— BEGIN —
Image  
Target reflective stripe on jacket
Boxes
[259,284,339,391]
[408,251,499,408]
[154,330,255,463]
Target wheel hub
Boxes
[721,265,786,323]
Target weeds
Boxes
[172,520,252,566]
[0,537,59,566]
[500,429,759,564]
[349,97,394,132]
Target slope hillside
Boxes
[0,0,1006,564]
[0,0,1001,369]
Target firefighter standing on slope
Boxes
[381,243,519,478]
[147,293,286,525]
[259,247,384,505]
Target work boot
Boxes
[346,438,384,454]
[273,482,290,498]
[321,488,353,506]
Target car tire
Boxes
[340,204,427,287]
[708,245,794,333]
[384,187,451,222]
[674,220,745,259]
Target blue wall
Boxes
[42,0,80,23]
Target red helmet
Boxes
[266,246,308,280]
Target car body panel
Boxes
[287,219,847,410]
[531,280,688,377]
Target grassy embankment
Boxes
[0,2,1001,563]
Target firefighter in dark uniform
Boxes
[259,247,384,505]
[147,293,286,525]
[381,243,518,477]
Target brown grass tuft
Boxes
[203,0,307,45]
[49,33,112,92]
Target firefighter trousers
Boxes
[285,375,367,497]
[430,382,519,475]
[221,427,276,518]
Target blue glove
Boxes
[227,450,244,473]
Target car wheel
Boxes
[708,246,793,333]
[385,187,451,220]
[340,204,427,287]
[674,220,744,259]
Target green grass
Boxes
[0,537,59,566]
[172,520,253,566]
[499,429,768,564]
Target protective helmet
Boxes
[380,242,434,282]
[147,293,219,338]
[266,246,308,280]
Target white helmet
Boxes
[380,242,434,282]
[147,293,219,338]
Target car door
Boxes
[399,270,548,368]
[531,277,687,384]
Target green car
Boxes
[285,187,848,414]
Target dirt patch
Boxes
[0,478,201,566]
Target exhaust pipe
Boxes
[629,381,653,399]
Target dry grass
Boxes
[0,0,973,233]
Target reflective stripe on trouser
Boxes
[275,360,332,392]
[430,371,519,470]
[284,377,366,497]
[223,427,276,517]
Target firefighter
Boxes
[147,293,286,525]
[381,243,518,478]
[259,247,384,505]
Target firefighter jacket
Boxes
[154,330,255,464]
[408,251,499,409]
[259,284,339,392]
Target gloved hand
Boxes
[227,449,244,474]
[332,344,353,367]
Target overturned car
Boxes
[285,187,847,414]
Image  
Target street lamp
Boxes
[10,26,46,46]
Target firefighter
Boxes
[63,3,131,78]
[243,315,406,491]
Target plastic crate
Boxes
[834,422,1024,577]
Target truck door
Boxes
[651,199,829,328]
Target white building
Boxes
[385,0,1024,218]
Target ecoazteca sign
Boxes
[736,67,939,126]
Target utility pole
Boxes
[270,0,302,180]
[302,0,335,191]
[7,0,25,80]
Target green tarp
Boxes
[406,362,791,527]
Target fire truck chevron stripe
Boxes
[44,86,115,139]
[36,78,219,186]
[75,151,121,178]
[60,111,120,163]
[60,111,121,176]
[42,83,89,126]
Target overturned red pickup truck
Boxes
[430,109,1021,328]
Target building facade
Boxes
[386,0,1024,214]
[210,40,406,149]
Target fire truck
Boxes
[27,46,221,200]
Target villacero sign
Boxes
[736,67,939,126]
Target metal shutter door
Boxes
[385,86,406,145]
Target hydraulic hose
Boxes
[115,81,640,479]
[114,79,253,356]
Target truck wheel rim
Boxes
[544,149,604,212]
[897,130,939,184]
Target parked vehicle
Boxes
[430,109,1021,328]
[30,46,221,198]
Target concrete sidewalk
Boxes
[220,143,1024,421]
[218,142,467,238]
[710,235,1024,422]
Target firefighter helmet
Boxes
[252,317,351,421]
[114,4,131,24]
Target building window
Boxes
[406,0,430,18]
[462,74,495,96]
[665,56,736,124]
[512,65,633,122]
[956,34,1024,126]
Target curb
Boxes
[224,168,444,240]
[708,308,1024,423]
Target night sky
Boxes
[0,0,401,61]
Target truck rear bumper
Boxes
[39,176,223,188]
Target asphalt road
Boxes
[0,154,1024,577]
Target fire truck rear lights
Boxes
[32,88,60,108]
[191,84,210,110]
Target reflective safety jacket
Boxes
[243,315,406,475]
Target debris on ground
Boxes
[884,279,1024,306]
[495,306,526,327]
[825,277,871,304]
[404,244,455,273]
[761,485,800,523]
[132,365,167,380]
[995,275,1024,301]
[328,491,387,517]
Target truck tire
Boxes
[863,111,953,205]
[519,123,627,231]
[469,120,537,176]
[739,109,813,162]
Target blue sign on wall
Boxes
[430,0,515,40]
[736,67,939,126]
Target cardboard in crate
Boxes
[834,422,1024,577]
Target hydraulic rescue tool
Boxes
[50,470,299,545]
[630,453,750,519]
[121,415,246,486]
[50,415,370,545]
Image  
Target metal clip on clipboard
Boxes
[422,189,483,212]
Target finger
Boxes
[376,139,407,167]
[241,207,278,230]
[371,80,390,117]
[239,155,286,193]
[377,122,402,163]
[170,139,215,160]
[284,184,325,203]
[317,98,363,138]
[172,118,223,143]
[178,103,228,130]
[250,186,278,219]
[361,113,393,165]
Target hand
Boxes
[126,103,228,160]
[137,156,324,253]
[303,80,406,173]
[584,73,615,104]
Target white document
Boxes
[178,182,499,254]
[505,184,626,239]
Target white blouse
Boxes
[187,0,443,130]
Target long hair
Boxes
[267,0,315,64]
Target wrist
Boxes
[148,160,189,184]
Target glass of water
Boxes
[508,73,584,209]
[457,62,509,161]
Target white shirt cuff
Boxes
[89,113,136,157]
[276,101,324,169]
— END —
- Objective -
Reproduce every line of the records above verbatim, in the original order.

- Correct response -
Image  
Target reflective stripe on jacket
Boxes
[259,284,339,391]
[408,251,499,408]
[154,330,255,463]
Target wheel hub
Boxes
[721,265,786,323]
Target weeds
Boxes
[172,520,252,566]
[0,537,59,566]
[500,429,759,564]
[349,97,394,132]
Target slope hillside
Boxes
[0,0,1006,564]
[0,0,1001,369]
Target firefighter standing on slope
Boxes
[381,243,519,478]
[147,293,286,525]
[259,247,384,505]
Target work boot
Boxes
[346,438,384,454]
[273,482,290,498]
[321,488,353,506]
Target car tire
Boxes
[340,204,427,287]
[708,245,794,333]
[384,187,451,222]
[674,220,745,259]
Target blue wall
Boxes
[42,0,80,23]
Target red helmet
Boxes
[266,246,308,280]
Target car body panel
Boxes
[287,219,847,410]
[531,280,688,377]
Target grassy embankment
Boxes
[0,2,1001,563]
Target firefighter in dark uniform
Boxes
[259,247,384,505]
[147,293,286,525]
[381,243,518,477]
Target brown grass tuft
Boxes
[203,0,307,45]
[49,33,112,92]
Target firefighter trousers
Boxes
[285,375,367,497]
[430,382,519,475]
[221,427,276,518]
Target blue glove
Boxes
[227,450,244,473]
Target car wheel
Boxes
[708,246,793,333]
[385,187,451,220]
[340,204,427,287]
[674,220,744,259]
Target green grass
Boxes
[0,537,59,566]
[172,520,253,566]
[499,429,768,564]
Target protective helmet
Boxes
[380,242,434,282]
[147,293,219,338]
[266,246,308,280]
Target white helmet
Boxes
[380,242,434,282]
[147,293,219,338]
Target car door
Boxes
[399,270,548,368]
[531,277,687,384]
Target green car
Boxes
[285,187,848,414]
Target dirt patch
Boxes
[0,478,201,566]
Target exhaust pipe
Boxes
[629,381,653,399]
Target dry grass
Boxes
[0,0,973,233]
Target reflective stripe on trouser
Boxes
[275,360,332,392]
[430,371,519,470]
[284,377,366,497]
[223,427,276,517]
Target firefighter
Boxes
[147,293,286,525]
[381,243,518,478]
[259,247,384,505]
Target firefighter jacket
Boxes
[154,330,255,464]
[408,251,499,409]
[259,284,339,392]
Target gloved hand
Boxes
[227,449,244,474]
[332,344,353,367]
Target overturned car
Boxes
[285,187,847,414]
Image  
Target street lamp
Boxes
[10,26,46,46]
Target firefighter
Boxes
[63,3,131,78]
[243,315,406,491]
Target plastic crate
Boxes
[834,422,1024,577]
Target truck door
Boxes
[651,199,829,328]
Target white building
Boxes
[385,0,1024,218]
Target ecoazteca sign
Boxes
[736,67,939,126]
Target utility pole
Boxes
[270,0,302,180]
[302,0,335,191]
[7,0,25,80]
Target green tarp
Boxes
[406,362,791,527]
Target fire truck chevron stripe
Boxes
[44,86,115,139]
[36,78,219,186]
[75,151,121,178]
[60,111,120,163]
[60,111,121,176]
[42,83,89,126]
Target overturned red pickup truck
Boxes
[430,109,1021,328]
Target building facade
Boxes
[386,0,1024,214]
[210,40,406,149]
Target fire truck
Boxes
[27,46,221,200]
Target villacero sign
Boxes
[736,67,939,126]
Target metal shutter door
Boxes
[385,86,406,145]
Target hydraulic hose
Boxes
[115,81,640,479]
[114,79,253,356]
Target truck wheel rim
Boxes
[544,149,604,212]
[897,130,939,184]
Target parked vehicle
Boxes
[430,109,1021,328]
[30,46,221,198]
Target concrete sidewalk
Boxes
[220,143,1024,421]
[218,142,467,238]
[710,235,1024,422]
Target firefighter helmet
Boxes
[252,317,351,421]
[114,4,131,24]
Target building window
Boxes
[406,0,430,18]
[462,74,495,96]
[665,56,736,124]
[512,65,633,122]
[956,34,1024,126]
Target curb
Boxes
[224,168,444,240]
[708,308,1024,423]
Target night sky
Boxes
[0,0,401,61]
Target truck rear bumper
Boxes
[39,176,223,188]
Target asphalt road
Boxes
[0,154,1024,577]
Target fire truck rear lights
Boxes
[32,88,60,108]
[191,84,210,110]
Target reflective safety jacket
Boxes
[243,315,406,475]
Target debris on ground
Boxes
[884,279,1024,306]
[495,306,526,327]
[825,277,871,304]
[404,244,455,273]
[761,485,800,523]
[132,365,167,380]
[995,275,1024,301]
[328,491,387,517]
Target truck tire
Boxes
[863,111,953,205]
[519,123,627,231]
[469,120,537,176]
[739,109,813,162]
Target blue sign on wall
Boxes
[430,0,515,40]
[736,67,939,126]
Target cardboard in crate
Boxes
[834,422,1024,577]
Target hydraulic rescue tool
Boxes
[50,470,299,545]
[630,453,750,519]
[121,415,246,486]
[50,415,370,545]
Image  
Target metal clip on clipboard
Boxes
[422,189,483,212]
Target finger
Boxes
[376,139,407,167]
[241,207,278,230]
[371,80,390,117]
[239,155,286,193]
[377,122,402,163]
[170,139,215,160]
[284,184,325,203]
[317,98,363,138]
[172,118,223,143]
[178,103,228,130]
[250,186,278,219]
[361,113,393,165]
Target hand
Boxes
[126,103,228,160]
[137,156,324,253]
[303,80,406,173]
[584,73,615,104]
Target white document
Boxes
[178,182,499,254]
[505,184,626,239]
Target white blouse
Boxes
[187,0,443,130]
Target long hair
Boxes
[267,0,315,64]
Target wrist
Boxes
[148,160,189,184]
Target glass of water
Boxes
[508,73,584,209]
[457,62,509,161]
Target white shirt cuff
Boxes
[89,113,136,157]
[276,101,324,169]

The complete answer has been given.